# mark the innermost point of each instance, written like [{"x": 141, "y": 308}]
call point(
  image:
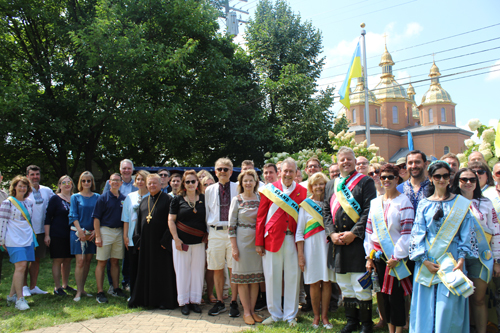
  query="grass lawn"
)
[{"x": 50, "y": 310}]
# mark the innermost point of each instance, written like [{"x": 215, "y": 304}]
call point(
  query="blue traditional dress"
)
[{"x": 435, "y": 308}]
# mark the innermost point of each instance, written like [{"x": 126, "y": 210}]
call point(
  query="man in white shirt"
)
[
  {"x": 218, "y": 199},
  {"x": 40, "y": 196}
]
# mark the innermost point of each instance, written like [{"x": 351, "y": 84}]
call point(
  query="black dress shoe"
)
[
  {"x": 185, "y": 309},
  {"x": 196, "y": 308}
]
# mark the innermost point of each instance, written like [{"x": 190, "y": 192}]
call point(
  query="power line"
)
[{"x": 432, "y": 41}]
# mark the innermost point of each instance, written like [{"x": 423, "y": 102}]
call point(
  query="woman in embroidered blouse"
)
[
  {"x": 433, "y": 307},
  {"x": 188, "y": 227},
  {"x": 313, "y": 253},
  {"x": 129, "y": 219},
  {"x": 247, "y": 264},
  {"x": 398, "y": 217},
  {"x": 57, "y": 235},
  {"x": 82, "y": 240},
  {"x": 466, "y": 183},
  {"x": 16, "y": 235}
]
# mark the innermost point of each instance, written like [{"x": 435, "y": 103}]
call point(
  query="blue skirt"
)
[{"x": 17, "y": 254}]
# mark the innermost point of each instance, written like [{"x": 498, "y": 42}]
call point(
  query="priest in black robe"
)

--- EXERCISE GOAL ---
Exclude the pictures. Write out the remaining data exactly.

--- TASK OUTPUT ---
# mark the innermost point of each instance, written like [{"x": 141, "y": 308}]
call point(
  image:
  query="grass lawn"
)
[{"x": 50, "y": 310}]
# mark the innermost point of each instance, written like [{"x": 215, "y": 304}]
call point(
  query="blue traditional dress"
)
[{"x": 435, "y": 308}]
# mark the innermost point of each instance, written like [{"x": 126, "y": 210}]
call point(
  query="man in white shirt"
)
[
  {"x": 218, "y": 199},
  {"x": 40, "y": 196}
]
# mark the innermost point of each instance, written like [{"x": 351, "y": 84}]
call point(
  query="black dress shoe"
)
[
  {"x": 185, "y": 309},
  {"x": 196, "y": 308}
]
# mark the innermost point of each instance, written like [{"x": 190, "y": 192}]
call point(
  query="power line"
)
[{"x": 432, "y": 41}]
# mark the innermost point of each instance, written like [{"x": 423, "y": 102}]
call point(
  query="woman in embroidered blouse"
)
[
  {"x": 433, "y": 307},
  {"x": 188, "y": 227},
  {"x": 313, "y": 253},
  {"x": 129, "y": 219},
  {"x": 247, "y": 264},
  {"x": 398, "y": 217},
  {"x": 57, "y": 235},
  {"x": 82, "y": 240},
  {"x": 466, "y": 183},
  {"x": 16, "y": 235}
]
# mark the innermost point of each instance, written like [{"x": 435, "y": 103}]
call point(
  query="blue skirt"
)
[{"x": 17, "y": 254}]
# mark the innermost point of each instance, written like [{"x": 498, "y": 42}]
call point(
  query="priest in black robe"
)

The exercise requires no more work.